*MATERIAL SHOWN*
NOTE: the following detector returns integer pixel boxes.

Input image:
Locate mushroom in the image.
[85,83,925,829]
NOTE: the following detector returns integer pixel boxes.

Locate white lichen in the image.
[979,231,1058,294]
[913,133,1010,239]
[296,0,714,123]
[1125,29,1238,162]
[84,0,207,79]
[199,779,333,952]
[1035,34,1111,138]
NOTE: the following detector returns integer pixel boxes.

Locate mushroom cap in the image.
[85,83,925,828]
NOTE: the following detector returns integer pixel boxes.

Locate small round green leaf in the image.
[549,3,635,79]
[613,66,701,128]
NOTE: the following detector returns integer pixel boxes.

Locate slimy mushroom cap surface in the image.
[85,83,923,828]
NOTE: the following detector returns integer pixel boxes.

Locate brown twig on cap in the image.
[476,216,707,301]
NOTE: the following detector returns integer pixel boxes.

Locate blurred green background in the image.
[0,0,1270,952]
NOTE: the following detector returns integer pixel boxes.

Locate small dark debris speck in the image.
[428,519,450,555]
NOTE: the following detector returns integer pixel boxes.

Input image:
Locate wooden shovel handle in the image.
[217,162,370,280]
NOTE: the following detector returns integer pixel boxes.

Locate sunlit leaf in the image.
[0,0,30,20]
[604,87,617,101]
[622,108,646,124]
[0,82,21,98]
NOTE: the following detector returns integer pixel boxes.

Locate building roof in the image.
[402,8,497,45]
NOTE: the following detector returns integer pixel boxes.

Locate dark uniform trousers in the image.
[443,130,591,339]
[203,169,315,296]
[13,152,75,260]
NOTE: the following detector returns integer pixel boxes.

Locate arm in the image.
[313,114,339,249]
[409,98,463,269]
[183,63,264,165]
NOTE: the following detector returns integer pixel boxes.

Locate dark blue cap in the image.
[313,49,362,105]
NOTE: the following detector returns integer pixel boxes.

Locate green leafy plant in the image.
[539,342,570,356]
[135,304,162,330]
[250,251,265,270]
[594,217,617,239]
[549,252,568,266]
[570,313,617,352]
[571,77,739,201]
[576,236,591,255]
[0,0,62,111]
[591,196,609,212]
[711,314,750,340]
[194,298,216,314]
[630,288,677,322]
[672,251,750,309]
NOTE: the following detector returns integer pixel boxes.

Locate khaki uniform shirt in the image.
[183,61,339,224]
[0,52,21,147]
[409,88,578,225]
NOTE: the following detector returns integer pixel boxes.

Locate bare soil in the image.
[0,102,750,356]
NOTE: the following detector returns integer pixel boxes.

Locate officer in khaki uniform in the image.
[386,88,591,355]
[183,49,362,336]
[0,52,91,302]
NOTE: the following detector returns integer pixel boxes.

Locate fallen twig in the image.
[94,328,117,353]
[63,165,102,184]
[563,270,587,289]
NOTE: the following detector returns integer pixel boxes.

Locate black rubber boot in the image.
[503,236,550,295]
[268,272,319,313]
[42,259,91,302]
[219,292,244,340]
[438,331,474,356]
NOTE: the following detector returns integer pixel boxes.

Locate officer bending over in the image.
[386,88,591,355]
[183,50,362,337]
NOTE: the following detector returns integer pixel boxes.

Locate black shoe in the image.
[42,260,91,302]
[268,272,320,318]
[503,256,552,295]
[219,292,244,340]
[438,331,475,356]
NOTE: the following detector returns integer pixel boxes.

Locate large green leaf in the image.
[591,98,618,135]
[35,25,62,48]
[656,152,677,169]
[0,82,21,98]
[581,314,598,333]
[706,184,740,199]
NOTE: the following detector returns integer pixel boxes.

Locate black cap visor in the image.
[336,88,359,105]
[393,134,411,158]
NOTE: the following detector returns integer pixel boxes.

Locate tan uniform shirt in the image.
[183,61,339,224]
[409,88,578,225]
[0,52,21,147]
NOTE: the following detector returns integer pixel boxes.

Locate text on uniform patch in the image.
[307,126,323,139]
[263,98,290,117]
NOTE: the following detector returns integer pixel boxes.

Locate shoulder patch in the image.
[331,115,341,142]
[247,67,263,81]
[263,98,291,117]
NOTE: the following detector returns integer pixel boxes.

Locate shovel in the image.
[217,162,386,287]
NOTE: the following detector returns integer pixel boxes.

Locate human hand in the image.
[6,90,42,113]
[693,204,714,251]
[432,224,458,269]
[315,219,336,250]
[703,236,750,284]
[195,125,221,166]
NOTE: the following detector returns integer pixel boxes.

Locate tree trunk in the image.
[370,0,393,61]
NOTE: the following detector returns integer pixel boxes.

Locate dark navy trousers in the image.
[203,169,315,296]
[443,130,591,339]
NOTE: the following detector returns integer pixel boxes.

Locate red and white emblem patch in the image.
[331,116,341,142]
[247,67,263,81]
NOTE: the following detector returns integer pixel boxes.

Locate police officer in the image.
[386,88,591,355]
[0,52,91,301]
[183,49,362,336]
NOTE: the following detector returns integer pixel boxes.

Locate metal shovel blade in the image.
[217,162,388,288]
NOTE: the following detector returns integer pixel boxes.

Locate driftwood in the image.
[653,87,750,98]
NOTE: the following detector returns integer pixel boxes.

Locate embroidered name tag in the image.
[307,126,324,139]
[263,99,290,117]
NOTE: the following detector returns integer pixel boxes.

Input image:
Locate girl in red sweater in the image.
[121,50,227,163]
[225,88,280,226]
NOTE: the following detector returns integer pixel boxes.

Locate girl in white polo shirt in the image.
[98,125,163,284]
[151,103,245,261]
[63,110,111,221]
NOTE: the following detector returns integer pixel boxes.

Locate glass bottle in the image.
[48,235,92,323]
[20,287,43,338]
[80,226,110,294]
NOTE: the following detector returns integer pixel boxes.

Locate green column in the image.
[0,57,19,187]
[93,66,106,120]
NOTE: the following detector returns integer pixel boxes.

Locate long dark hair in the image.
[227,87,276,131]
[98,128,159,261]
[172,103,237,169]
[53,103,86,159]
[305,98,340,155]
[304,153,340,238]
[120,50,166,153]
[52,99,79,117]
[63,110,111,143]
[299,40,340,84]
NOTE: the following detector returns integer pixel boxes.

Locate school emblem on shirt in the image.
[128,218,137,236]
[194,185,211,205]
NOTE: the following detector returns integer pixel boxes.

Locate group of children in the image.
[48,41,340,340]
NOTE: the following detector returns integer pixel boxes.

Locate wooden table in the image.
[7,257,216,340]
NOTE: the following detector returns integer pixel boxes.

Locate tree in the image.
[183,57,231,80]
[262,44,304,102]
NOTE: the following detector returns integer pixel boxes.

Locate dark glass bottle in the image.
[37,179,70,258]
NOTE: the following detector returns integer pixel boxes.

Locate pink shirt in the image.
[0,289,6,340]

*WHAT YOU SHOULD DO*
Copy the entries from the very first line through the line with "[613,66,701,128]", changing "mushroom" to "toadstool" and leaving everything else as it is.

*EXERCISE SOLUTION*
NOTE: the following detector returns integer pixel boxes.

Input image:
Locate toadstool in the image.
[85,83,925,829]
NOTE: the following detector returns integer pixel boxes.

Locate white lichen in the image.
[979,231,1058,294]
[913,133,1010,239]
[296,0,714,123]
[1125,29,1238,162]
[84,0,207,79]
[199,779,333,952]
[1035,34,1111,138]
NOTE: the following detector returns integer pixel boxes.

Locate toadstool cap in the image.
[85,83,925,828]
NOTE: the following detector returns integer pixel boxes.

Locate small round green leaf in the image.
[549,3,635,79]
[613,66,701,128]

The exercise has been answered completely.